Instruction: Retype exactly the line holding "Expected: one point per instance of the train window, reported" and each line that follows, down to the last one. Exclude pictures.

Location labeling records
⁂

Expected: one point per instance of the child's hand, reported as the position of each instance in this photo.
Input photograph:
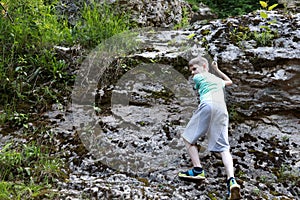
(214, 65)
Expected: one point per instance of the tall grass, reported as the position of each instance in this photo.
(32, 73)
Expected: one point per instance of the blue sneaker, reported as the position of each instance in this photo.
(192, 174)
(233, 189)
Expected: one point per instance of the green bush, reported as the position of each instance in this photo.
(32, 73)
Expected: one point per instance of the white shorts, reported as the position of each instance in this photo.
(211, 119)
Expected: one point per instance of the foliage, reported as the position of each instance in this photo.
(33, 74)
(27, 171)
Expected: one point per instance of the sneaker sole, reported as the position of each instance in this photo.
(235, 193)
(192, 177)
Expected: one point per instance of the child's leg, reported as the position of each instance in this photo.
(194, 154)
(228, 163)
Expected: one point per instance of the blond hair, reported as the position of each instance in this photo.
(201, 61)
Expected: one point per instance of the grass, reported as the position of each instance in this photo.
(27, 172)
(33, 76)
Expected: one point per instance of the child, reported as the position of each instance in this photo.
(211, 119)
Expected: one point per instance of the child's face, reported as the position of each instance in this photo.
(195, 69)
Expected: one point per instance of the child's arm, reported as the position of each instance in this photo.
(226, 79)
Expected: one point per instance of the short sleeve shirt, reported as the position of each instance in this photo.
(210, 87)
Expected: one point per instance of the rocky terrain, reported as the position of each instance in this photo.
(133, 97)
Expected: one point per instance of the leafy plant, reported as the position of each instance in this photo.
(265, 37)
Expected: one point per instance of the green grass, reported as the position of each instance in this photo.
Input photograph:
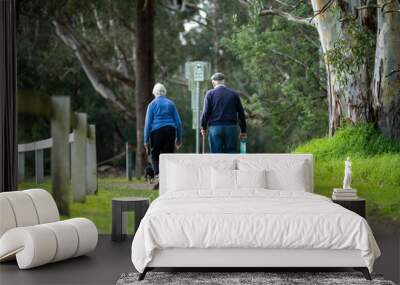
(375, 165)
(376, 176)
(98, 207)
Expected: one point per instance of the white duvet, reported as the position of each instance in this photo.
(250, 219)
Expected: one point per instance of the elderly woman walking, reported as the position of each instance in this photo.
(163, 127)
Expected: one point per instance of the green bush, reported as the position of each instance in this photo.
(362, 140)
(375, 164)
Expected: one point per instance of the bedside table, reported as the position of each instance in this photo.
(356, 205)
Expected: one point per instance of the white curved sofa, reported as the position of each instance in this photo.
(31, 230)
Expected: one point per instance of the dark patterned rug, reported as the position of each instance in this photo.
(243, 278)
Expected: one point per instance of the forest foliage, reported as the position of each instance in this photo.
(276, 64)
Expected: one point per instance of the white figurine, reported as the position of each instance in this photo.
(347, 174)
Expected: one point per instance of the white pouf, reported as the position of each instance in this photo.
(31, 232)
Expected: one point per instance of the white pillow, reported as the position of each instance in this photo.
(281, 175)
(223, 179)
(193, 175)
(251, 178)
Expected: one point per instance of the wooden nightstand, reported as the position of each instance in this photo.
(356, 205)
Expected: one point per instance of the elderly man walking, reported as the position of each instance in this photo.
(221, 114)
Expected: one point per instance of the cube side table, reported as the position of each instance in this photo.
(358, 205)
(121, 205)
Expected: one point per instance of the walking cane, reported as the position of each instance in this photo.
(203, 138)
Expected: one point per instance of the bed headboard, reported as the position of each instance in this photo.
(212, 158)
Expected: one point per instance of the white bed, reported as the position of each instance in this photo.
(248, 227)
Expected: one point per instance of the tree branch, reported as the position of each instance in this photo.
(288, 16)
(69, 40)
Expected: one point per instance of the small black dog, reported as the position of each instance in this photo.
(149, 173)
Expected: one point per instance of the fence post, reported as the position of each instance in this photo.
(128, 151)
(78, 158)
(91, 162)
(60, 126)
(39, 166)
(21, 166)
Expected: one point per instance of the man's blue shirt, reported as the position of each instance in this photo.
(222, 106)
(162, 112)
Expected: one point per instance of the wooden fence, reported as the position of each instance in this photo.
(73, 155)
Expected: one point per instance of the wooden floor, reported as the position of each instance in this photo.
(110, 260)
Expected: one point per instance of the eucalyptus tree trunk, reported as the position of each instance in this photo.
(386, 78)
(144, 73)
(350, 102)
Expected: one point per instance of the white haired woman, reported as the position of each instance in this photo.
(163, 127)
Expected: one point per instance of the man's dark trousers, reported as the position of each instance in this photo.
(223, 138)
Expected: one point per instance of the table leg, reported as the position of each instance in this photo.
(116, 222)
(140, 211)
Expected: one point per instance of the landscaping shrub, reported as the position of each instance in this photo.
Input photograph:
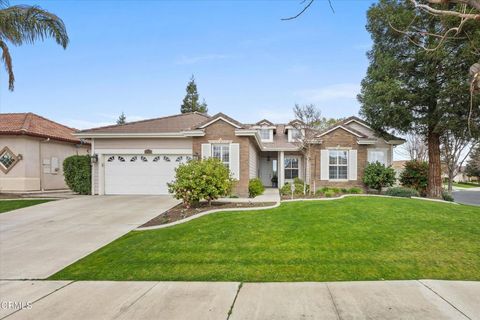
(447, 196)
(402, 192)
(377, 176)
(335, 190)
(206, 179)
(329, 194)
(255, 188)
(77, 171)
(286, 191)
(355, 190)
(415, 176)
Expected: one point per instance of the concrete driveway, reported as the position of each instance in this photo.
(37, 241)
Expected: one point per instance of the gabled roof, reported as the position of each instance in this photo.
(264, 121)
(175, 123)
(342, 127)
(31, 124)
(220, 116)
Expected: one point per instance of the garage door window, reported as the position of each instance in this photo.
(222, 152)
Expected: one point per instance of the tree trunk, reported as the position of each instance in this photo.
(450, 183)
(434, 189)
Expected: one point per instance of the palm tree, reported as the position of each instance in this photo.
(27, 24)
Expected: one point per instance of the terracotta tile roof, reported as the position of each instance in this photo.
(31, 124)
(175, 123)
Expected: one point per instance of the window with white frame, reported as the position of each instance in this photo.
(338, 164)
(295, 134)
(222, 151)
(291, 168)
(264, 134)
(379, 155)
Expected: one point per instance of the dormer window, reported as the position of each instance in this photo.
(266, 135)
(294, 134)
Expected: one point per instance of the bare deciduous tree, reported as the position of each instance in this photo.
(415, 147)
(308, 119)
(455, 150)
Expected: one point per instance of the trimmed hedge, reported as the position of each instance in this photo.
(206, 179)
(402, 192)
(77, 171)
(255, 187)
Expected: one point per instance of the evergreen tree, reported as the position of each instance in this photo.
(191, 101)
(122, 119)
(412, 90)
(472, 168)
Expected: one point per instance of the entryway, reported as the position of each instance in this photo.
(268, 170)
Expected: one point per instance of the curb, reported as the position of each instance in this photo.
(204, 214)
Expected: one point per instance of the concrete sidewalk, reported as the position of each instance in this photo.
(425, 299)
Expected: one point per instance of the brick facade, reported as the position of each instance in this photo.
(342, 139)
(221, 130)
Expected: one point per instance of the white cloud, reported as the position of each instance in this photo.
(328, 93)
(184, 60)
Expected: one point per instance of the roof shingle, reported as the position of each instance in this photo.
(31, 124)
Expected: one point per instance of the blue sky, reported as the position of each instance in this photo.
(137, 57)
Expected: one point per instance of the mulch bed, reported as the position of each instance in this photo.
(10, 196)
(179, 212)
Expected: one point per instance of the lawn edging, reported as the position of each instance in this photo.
(368, 195)
(204, 213)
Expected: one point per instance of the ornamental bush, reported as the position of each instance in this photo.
(377, 176)
(415, 176)
(77, 171)
(255, 188)
(402, 192)
(196, 180)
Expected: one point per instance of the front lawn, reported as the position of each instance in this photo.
(361, 238)
(466, 185)
(8, 205)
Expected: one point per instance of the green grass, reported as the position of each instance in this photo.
(362, 238)
(8, 205)
(466, 185)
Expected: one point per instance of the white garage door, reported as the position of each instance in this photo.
(140, 174)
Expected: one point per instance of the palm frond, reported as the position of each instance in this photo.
(21, 23)
(7, 61)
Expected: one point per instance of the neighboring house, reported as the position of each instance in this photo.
(32, 150)
(140, 157)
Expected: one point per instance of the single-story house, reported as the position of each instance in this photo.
(140, 157)
(32, 150)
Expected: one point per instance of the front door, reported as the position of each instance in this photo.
(266, 171)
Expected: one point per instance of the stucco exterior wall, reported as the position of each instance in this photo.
(52, 179)
(25, 175)
(28, 174)
(222, 130)
(254, 160)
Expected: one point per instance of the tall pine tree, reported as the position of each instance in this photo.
(410, 89)
(191, 101)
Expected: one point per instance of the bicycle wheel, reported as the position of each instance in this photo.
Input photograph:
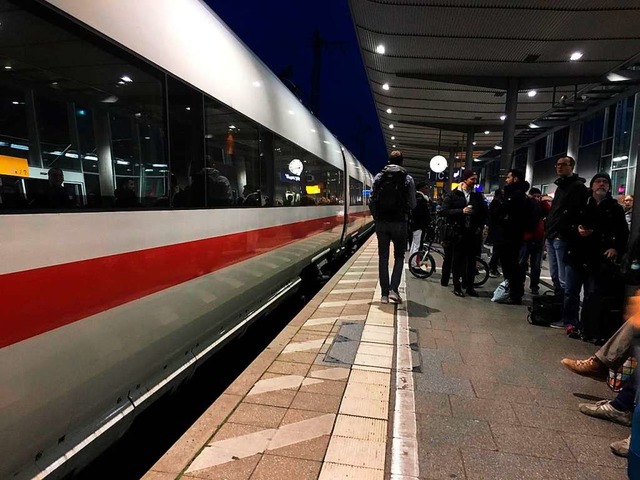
(482, 273)
(422, 264)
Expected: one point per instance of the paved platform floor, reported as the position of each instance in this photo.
(347, 391)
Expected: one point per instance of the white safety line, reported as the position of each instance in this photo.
(404, 447)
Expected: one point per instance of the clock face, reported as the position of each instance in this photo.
(438, 164)
(296, 166)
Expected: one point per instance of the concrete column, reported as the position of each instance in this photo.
(574, 141)
(531, 155)
(102, 131)
(469, 152)
(509, 127)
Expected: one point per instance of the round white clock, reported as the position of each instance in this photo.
(296, 166)
(438, 164)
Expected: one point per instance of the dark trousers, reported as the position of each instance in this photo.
(531, 252)
(388, 232)
(511, 269)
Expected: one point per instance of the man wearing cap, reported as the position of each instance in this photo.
(466, 213)
(596, 235)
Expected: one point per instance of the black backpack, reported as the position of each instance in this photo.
(389, 201)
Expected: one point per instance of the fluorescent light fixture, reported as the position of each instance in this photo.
(616, 77)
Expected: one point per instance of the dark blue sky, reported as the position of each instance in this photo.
(281, 34)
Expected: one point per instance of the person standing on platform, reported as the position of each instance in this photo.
(393, 196)
(466, 213)
(570, 194)
(420, 217)
(515, 216)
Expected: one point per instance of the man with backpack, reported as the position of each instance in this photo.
(393, 196)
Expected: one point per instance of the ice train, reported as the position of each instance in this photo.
(160, 188)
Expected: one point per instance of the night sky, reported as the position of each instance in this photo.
(281, 34)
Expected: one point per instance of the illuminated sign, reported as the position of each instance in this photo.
(18, 167)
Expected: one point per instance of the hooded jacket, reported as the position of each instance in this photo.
(570, 195)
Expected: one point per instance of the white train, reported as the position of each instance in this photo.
(159, 189)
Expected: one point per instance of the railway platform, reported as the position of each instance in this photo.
(438, 387)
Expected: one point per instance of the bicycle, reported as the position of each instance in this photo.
(423, 265)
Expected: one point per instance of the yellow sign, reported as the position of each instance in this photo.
(18, 167)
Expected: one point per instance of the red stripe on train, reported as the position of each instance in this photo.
(36, 301)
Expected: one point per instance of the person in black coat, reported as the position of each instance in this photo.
(596, 235)
(513, 217)
(465, 211)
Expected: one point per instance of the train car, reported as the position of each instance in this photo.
(160, 189)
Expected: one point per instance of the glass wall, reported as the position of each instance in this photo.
(85, 125)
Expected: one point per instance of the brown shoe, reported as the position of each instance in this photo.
(591, 367)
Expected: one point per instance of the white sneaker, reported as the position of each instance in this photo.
(395, 297)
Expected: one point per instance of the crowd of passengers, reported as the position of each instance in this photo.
(584, 232)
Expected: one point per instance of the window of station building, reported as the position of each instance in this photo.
(302, 179)
(233, 159)
(83, 102)
(356, 196)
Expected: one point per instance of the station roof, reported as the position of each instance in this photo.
(447, 65)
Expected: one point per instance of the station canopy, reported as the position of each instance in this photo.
(440, 69)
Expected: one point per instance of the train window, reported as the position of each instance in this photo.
(355, 192)
(82, 112)
(302, 179)
(233, 158)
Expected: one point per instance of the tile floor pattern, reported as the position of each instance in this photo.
(295, 416)
(493, 400)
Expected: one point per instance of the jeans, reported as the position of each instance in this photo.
(388, 232)
(556, 250)
(575, 279)
(532, 249)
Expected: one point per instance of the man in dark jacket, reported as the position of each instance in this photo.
(466, 213)
(596, 235)
(570, 194)
(514, 217)
(393, 196)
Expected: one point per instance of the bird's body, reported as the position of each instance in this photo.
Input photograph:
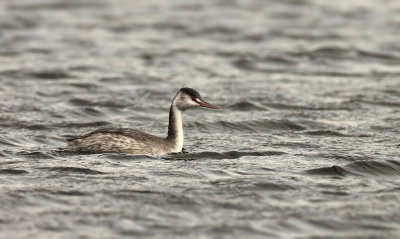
(130, 141)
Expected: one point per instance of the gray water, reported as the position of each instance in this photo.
(305, 146)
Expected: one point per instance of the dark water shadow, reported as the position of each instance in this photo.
(363, 168)
(220, 155)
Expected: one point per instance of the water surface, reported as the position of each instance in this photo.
(306, 144)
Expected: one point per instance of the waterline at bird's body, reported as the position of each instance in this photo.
(124, 140)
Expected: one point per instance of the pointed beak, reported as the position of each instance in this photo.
(204, 104)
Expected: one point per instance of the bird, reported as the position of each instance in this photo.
(131, 141)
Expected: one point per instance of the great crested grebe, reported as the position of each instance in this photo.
(130, 141)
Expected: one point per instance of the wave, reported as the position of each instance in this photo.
(13, 171)
(77, 170)
(252, 126)
(222, 155)
(361, 168)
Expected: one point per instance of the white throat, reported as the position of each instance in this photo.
(175, 129)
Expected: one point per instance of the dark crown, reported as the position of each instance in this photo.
(191, 92)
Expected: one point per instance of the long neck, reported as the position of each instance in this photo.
(175, 131)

⁂

Expected answer:
Expected: one point per instance of the train window, reported as the position of each instance in this photo.
(355, 192)
(82, 112)
(302, 179)
(233, 158)
Expected: one point per instance of the tile floor pattern, reported as the position of each instance in this photo.
(295, 416)
(493, 400)
Expected: one point per instance of the jeans, reported as the position of each instance in this photo.
(388, 232)
(556, 250)
(575, 279)
(532, 249)
Expected: one point per instance of the man in dark jacket, reported as the position of each instance in this photo.
(466, 213)
(596, 235)
(570, 194)
(514, 217)
(393, 196)
Expected: one point per instance of the bird's body, reported as the position of each instance in this photo.
Input photograph:
(130, 141)
Expected: one point per instance of the gray water, reported as the position of each instance in this photo.
(305, 146)
Expected: one point per instance of the dark water shadow, reported as the position of each instance in this photo.
(363, 168)
(220, 155)
Expected: one point per instance of the water surface, reported as the position of each instance in this photo.
(306, 144)
Expected: one point per instance of the waterline at bird's body, reported as the position of each instance in this photo.
(124, 140)
Expected: one point per instance of the pointed beak, reported as the position of each instance in this photo.
(204, 104)
Expected: one point per instance of the bird, reported as the position of each instance in this photo.
(131, 141)
Expected: one point per instance of the great crested grebe, reported as the position of each instance in this photo.
(130, 141)
Expected: one point per instance of the wave, reported as the position of each instance in this photo.
(13, 171)
(77, 170)
(252, 126)
(222, 155)
(361, 168)
Expected: one point per instance of the white throat, reported as the position of each instance in this photo.
(175, 129)
Expected: one point per instance of the dark crown, reported as the position of each instance in this photo.
(191, 92)
Expected: one point per instance of the long neck, reported as the position of each instance in this photo.
(175, 131)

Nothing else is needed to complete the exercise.